■ **Exercise brief**: From the article on overfed horses, extract the passage starting at "That old timer’s" and ending at "and confined them.", copying it word for word.

■ **Selected passage**:
_ _ _

Overfed Horses More Likely To Have Health And Training Problems

“There’s a direct correlation between a horse’s heart and his stomach.”

That old timer’s philosophy has been proven fact time and again. Bring the big fat gelding out of his stall, saddle up, and he bucks like a bronc. He’d been getting full feed every day and that was the first attempted ride in weeks. Too much to eat and not enough work.

Then think about the Indian’s thin colt in training. The spotted horse didn’t look pretty but sure didn’t buck either, actually worked quite well.

“Some people may think they are being nice to their horses feeding them to be fat with slick hair. That’s sure not always the case,” according to trainer Martin Black.

Using feed as an incentive for training is a useful method, but too much reward could make the horse go from fit to fat.

“People are doing the best they know how,” Black continued, “but humans have taken animals that have been bred for centuries to work and be fit, and in only a few decades, fed and confined them.

_ _ _

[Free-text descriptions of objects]
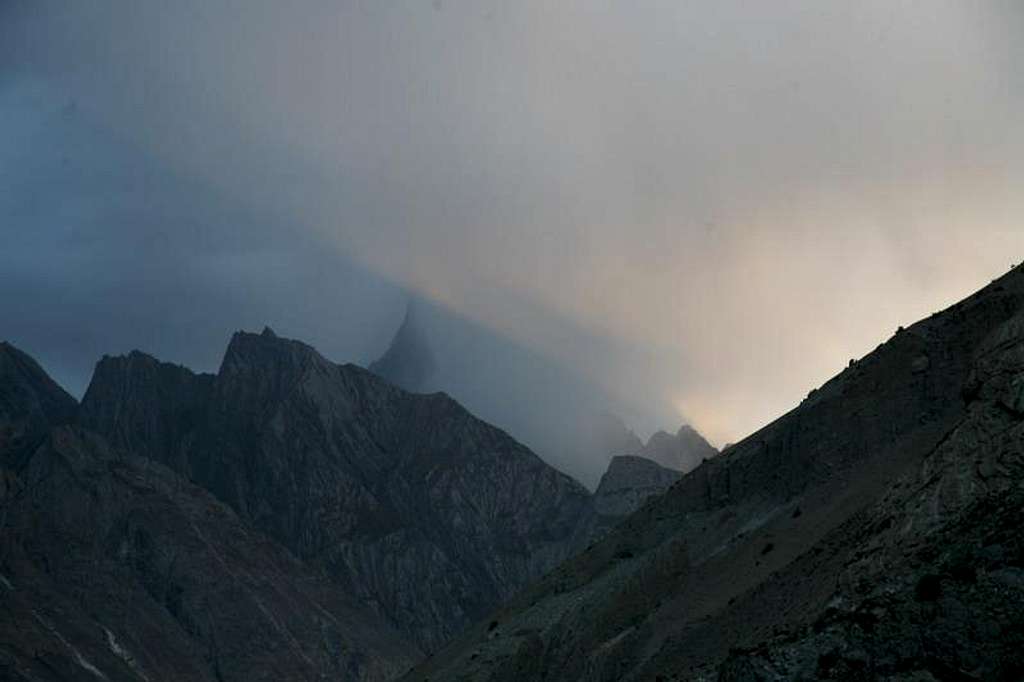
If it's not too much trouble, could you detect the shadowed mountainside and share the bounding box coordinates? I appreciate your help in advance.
[407,267,1024,682]
[0,345,418,682]
[80,329,591,650]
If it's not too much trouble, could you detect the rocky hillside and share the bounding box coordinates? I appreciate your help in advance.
[0,346,418,682]
[408,261,1024,681]
[79,330,591,650]
[0,342,78,471]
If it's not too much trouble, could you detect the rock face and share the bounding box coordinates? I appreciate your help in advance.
[79,330,592,650]
[637,424,718,473]
[370,302,437,393]
[0,342,78,471]
[0,348,418,682]
[408,261,1024,682]
[594,455,683,524]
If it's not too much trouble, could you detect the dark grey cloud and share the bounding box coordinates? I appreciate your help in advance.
[0,0,1024,477]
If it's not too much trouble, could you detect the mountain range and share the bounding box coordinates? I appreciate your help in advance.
[0,329,696,680]
[0,268,1024,682]
[407,267,1024,682]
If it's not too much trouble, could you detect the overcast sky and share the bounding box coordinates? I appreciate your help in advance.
[0,0,1024,462]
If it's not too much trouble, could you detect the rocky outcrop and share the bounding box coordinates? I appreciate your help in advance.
[637,424,718,473]
[408,261,1024,681]
[0,342,78,471]
[594,455,683,525]
[80,330,591,650]
[0,346,419,682]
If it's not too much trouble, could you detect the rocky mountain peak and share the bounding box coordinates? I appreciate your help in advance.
[637,417,718,473]
[369,301,437,392]
[218,327,328,377]
[594,454,683,520]
[0,341,78,470]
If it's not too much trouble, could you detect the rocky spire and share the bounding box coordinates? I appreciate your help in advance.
[370,299,437,392]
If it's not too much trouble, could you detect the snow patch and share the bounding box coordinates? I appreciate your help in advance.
[103,628,150,682]
[32,610,110,682]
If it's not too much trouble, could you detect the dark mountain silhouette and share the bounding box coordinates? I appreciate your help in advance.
[370,301,437,393]
[594,455,683,528]
[79,329,591,650]
[408,268,1024,682]
[0,345,419,682]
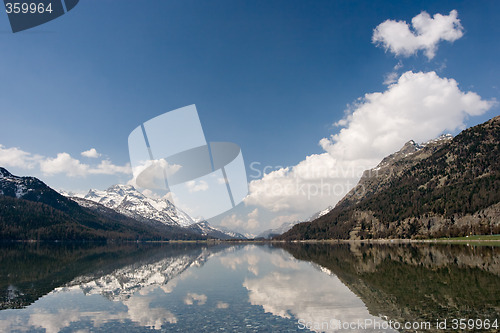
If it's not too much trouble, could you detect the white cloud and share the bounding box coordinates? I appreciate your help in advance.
[270,214,299,228]
[217,301,229,309]
[384,72,399,85]
[220,208,260,231]
[372,10,463,59]
[0,144,41,169]
[186,180,208,193]
[40,153,90,177]
[245,71,496,216]
[184,293,207,305]
[89,160,132,175]
[0,145,132,177]
[81,148,101,158]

_ _ _

■ **Solution for this task**:
That old timer’s philosophy has been proven fact time and again. Bring the big fat gelding out of his stall, saddle up, and he bucks like a bronc. He’d been getting full feed every day and that was the first attempted ride in weeks. Too much to eat and not enough work.

Then think about the Indian’s thin colt in training. The spotted horse didn’t look pretty but sure didn’t buck either, actually worked quite well.

“Some people may think they are being nice to their horses feeding them to be fat with slick hair. That’s sure not always the case,” according to trainer Martin Black.

Using feed as an incentive for training is a useful method, but too much reward could make the horse go from fit to fat.

“People are doing the best they know how,” Black continued, “but humans have taken animals that have been bred for centuries to work and be fit, and in only a few decades, fed and confined them.